Task goal
Copy every one of the items below word for word, but leave the pictures out of your copy.

Information given
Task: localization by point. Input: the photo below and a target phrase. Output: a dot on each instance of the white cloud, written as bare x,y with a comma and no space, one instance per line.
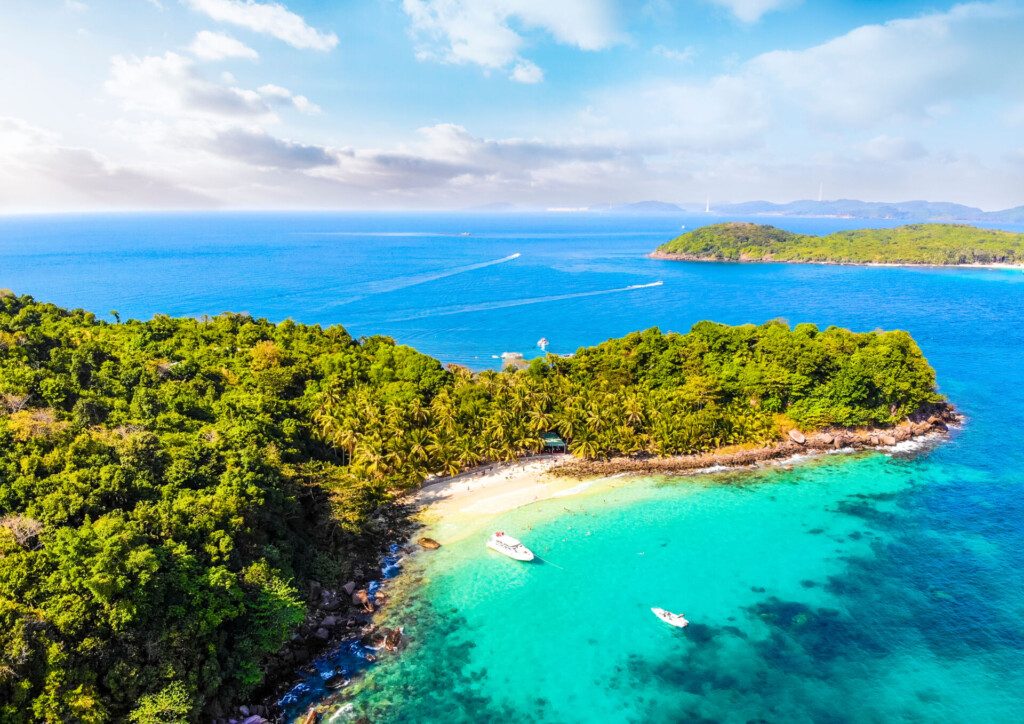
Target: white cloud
684,55
256,147
217,46
904,68
283,96
489,33
266,17
170,85
37,171
888,148
752,10
526,72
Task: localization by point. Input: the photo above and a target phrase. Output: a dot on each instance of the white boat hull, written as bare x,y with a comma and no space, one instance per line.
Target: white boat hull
671,619
511,547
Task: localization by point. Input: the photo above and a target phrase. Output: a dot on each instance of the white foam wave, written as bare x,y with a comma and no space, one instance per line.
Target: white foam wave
397,283
486,306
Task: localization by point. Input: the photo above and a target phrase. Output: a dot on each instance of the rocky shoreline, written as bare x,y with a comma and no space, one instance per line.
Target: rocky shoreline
743,259
337,612
935,420
344,612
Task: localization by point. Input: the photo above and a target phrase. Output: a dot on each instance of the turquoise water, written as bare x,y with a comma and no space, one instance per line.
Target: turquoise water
859,589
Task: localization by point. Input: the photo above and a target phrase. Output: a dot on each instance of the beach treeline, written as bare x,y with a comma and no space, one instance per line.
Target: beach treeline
170,490
936,244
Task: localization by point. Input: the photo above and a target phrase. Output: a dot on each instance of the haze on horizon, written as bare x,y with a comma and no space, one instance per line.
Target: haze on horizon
454,103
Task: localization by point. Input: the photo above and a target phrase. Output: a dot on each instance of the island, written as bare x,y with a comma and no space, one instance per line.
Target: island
930,244
192,509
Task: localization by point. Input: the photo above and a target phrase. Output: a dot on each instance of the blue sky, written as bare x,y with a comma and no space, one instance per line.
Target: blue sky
453,103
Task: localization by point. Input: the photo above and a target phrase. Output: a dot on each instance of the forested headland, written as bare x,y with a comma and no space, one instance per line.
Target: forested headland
169,488
937,244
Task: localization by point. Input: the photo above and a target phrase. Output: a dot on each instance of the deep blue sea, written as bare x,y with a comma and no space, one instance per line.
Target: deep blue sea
865,589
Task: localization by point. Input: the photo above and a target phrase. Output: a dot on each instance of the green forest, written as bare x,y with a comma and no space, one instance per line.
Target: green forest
914,244
168,488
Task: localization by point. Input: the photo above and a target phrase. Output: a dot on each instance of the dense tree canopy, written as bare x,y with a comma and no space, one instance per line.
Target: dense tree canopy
914,244
168,487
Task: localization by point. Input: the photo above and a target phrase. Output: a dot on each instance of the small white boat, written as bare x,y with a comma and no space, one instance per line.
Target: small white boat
511,547
671,619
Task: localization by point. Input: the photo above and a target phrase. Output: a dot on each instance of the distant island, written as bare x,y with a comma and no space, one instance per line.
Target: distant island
906,211
933,244
193,508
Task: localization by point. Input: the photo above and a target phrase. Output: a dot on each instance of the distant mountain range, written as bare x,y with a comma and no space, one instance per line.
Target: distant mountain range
842,208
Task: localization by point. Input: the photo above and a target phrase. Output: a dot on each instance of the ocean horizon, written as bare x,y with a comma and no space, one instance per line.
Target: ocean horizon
868,588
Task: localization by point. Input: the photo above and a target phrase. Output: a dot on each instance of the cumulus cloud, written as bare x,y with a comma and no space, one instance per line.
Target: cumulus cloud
256,147
489,33
751,10
526,72
680,55
218,46
266,17
170,84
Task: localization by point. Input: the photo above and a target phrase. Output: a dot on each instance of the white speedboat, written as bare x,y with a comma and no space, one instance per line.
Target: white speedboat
671,619
511,547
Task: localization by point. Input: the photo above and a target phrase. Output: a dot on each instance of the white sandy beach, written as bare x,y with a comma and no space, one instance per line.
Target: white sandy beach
495,488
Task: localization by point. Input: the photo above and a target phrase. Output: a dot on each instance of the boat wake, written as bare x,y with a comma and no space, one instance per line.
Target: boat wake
396,283
486,306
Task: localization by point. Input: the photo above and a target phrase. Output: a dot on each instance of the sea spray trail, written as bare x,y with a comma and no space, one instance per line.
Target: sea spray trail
393,285
486,306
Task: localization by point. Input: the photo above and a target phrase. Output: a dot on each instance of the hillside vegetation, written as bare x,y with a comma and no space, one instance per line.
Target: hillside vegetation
169,488
915,244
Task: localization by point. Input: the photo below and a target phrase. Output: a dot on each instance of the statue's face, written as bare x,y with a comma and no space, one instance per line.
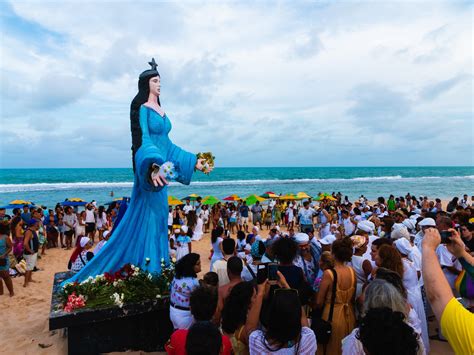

Response to the task
Task: localization by point. Input: the photo below and a target phrase. Output: a dot on each instance of the white cloud, written as bare x,y with a comma and no space, one instance per line.
Target: white cloud
684,55
256,147
217,46
904,68
283,96
489,33
266,17
170,85
37,171
888,148
752,10
526,72
Task: localization by point. Input: the photo above and a target phrase. Output: a dot on each instance of the white boat hull, written as bare x,y with a comma and no space, one instance per line.
Target: white boat hull
671,619
511,547
Task: localization by point. Input: the photo above and a target phrase. Output: a dot on each instance of the white foam wave, written as bare x,y with a comma and no space, one instance per line.
Target: white foam wave
397,283
486,306
Task: localization by point. Input: the photo above and a target phrase. Output: a dot on each instance of the rocky shoreline, written as bare x,y with a comma and no space, one instance per line.
Target: rocky shoreline
743,259
337,612
935,420
344,612
Task: localization by point. Input: the photo above and a target phrase. Output: a dot on each instance of the turquoise water, written as bare x,y with a comma and no space, one instance per line.
Target: turquoise water
859,589
Task: localization by point. Input: the photo above and a target phrase. Output: a dot on each instance of the beach treeline, written as bare x,y with a comma and no space, one instance per line.
Target: beach treeline
170,490
936,244
Task: localization by point. Input: the photo above and a target phrase. Output: a dot on each instance of the haze on horizon, written as bare x,y with a comma and no space, one instance per line.
Target: haze on horizon
454,103
Task: localization by point. Input: the photo above and a target phrase. Output: a dot on each instance of the island, written as bare x,y with a comma and no space, one instance per line.
Target: island
930,244
192,509
Task: localization by point. Input: the photo above and a target phrase. Output: a dot on each instance of the blue sky, written as bare x,y with a comma and no space, one instance per line.
Target: blue sky
453,103
Task: localization by point. Input: the photo above and a target phrase. Output: a dot on each instance of the forested headland, written as bare x,y with a comma and no space, one instance per line.
Target: forested headland
169,488
937,244
Task: localization by point. Input: the photo above and a target phrase. Output: a dot on each instance of the deep blue sea, written as bare x,y with a comma and no space, one instance per line.
Target: deep blue sea
865,589
Task: localization by point. Input: the photo above and a target phrase. Output: a dot on each instance of the green forest, written as bare x,y with a comma and no space, one instance per line.
Target: green forest
914,244
168,488
Task: localization by point. Input: the photo above and a target phrase. Output: a dot on each instance of the dense tree canopy, written as bare x,y with a comma and no space, one instance per line.
Target: dense tree canopy
914,244
168,487
Task: localization by point. Input: the photo above and a target phrase. Output: a dot on each instance of the small white boat, written as bare x,y with a comma and no space, one instance per line.
Target: small white boat
511,547
671,619
Task: localization by point. Input: the photo above and a target phrase. Output: a dot on each instance of the distant island, written as bare x,y with a comma and no space, one instance per line.
Target: distant island
906,211
933,244
193,508
Task: localization by point. Input: the photo above and a target phrase. Output: a dot on each instance of the distant mountain range, written as bare x,y with a comma and no space, one instance per line.
Target: distant mountain range
842,208
Task: localization by point. Input: the photo above and a target phrase. Output: a dot on each instance of the ocean horizon, written as bare x,y with a comma and no space, one instance per line.
Target: ocean horizon
868,588
Task: localization by point. Input: the photo above and a target phrase. Output: a dot on each instance of the cumulus cloud, written as bare x,y with a comma and no space, one instance per line.
Target: cumulus cloud
256,147
489,33
751,10
526,72
680,55
218,46
266,17
170,84
Task: localization by point. Input: the photo above and a target phrase. Output: a dot on each instance of the white speedboat, written as bare x,y with a comma and no space, one instance per line.
Target: white speedboat
671,619
511,547
Task: localization by point. Input: the photo above and a target phrase. Output: a dot on each instance of the white sandy beach, written as bare x,y with a comma and no space, one instance per line.
Target: white sandy beach
495,488
Task: localization by point. Input: the photo above and a target phrase. Output: a dot on each instance of the boat wake, written as bare x,y with a comma and no space, one instance per line.
Target: boat wake
396,283
486,306
Task: localization by point. Input: the photo above and a target phrase. Output: a dot on each instance of the sea spray trail, written as bare x,y with a comma and no space, one instance per line.
Target: sea spray trail
393,285
486,306
Task: localization by point. Input: the photo above and a target phrase. Output: a dot on each instance of the hillside vegetation, written as bare x,y with a comma and no space, one instance per line.
Target: hillside vegetation
169,488
915,244
Task: localization by point. Input: the photo below and a target phrase. Output: a dot on each instance of the statue's face, written as bare x,y with a comma and no space, one instance per line.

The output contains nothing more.